§ **What you need to do**
What you hand back must match the listing exactly.

§ **Data extract**
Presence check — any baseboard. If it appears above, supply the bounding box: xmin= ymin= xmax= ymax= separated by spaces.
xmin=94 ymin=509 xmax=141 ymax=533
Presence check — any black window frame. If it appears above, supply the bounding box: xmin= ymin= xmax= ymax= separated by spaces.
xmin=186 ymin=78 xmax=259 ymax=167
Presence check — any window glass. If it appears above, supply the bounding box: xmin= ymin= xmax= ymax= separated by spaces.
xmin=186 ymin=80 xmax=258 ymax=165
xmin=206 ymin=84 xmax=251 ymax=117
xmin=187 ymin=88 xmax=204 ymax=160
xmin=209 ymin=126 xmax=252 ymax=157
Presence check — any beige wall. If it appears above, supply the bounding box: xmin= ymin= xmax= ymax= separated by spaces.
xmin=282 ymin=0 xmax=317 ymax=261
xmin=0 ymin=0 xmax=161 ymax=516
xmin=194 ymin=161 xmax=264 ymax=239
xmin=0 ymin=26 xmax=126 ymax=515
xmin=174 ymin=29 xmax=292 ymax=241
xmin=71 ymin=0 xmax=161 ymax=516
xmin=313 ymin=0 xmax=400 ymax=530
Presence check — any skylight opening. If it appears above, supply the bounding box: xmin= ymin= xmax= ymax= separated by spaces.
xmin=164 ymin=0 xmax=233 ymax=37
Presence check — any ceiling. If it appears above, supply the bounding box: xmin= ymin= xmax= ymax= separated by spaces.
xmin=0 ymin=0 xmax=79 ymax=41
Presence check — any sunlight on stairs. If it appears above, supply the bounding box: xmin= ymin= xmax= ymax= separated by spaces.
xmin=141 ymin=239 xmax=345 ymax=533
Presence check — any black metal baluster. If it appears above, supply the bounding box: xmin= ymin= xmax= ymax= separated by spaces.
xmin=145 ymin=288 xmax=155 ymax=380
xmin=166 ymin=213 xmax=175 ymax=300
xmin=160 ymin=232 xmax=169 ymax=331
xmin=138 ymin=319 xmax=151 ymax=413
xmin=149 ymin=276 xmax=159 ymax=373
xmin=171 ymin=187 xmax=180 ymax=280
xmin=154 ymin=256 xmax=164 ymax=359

§ **Output of the exercise**
Presence check — any baseboard. If it appears above, supply the bounding box: xmin= ymin= xmax= ymax= separated by spaces.
xmin=94 ymin=509 xmax=141 ymax=533
Presence check — any black window frame. If it appears above, supply the bounding box: xmin= ymin= xmax= ymax= separated by spaces.
xmin=186 ymin=78 xmax=259 ymax=167
Presence check — any window glass. If it appears above, supply the bounding box: xmin= ymin= xmax= ymax= separated by spaces.
xmin=186 ymin=80 xmax=258 ymax=165
xmin=206 ymin=84 xmax=251 ymax=117
xmin=187 ymin=88 xmax=204 ymax=160
xmin=209 ymin=126 xmax=252 ymax=157
Presence check — any beige wall. If it appears above, supply the bounding box: xmin= ymin= xmax= ymax= separated by spaces.
xmin=282 ymin=0 xmax=317 ymax=261
xmin=0 ymin=0 xmax=161 ymax=516
xmin=194 ymin=161 xmax=264 ymax=239
xmin=0 ymin=26 xmax=126 ymax=515
xmin=174 ymin=29 xmax=292 ymax=241
xmin=71 ymin=0 xmax=161 ymax=516
xmin=313 ymin=0 xmax=400 ymax=530
Presence check — any skylight opening. If it appears above, supply the bounding box: xmin= ymin= xmax= ymax= separated by spaces.
xmin=164 ymin=0 xmax=233 ymax=37
Presence check — any ceiling. If it appears above, supply the bounding box: xmin= ymin= xmax= ymax= separated by spaces.
xmin=0 ymin=0 xmax=79 ymax=41
Presence check — any sunlight on stairs. If it appears above, supply the bounding box: xmin= ymin= xmax= ymax= separated by spaces.
xmin=141 ymin=239 xmax=345 ymax=533
Presence check — any black metal baluster. If it appears above, supply the bounding box: xmin= ymin= xmax= ymax= separated by spaces.
xmin=145 ymin=288 xmax=155 ymax=380
xmin=166 ymin=213 xmax=175 ymax=300
xmin=160 ymin=232 xmax=169 ymax=331
xmin=138 ymin=319 xmax=151 ymax=413
xmin=149 ymin=276 xmax=159 ymax=373
xmin=171 ymin=187 xmax=180 ymax=280
xmin=154 ymin=256 xmax=164 ymax=359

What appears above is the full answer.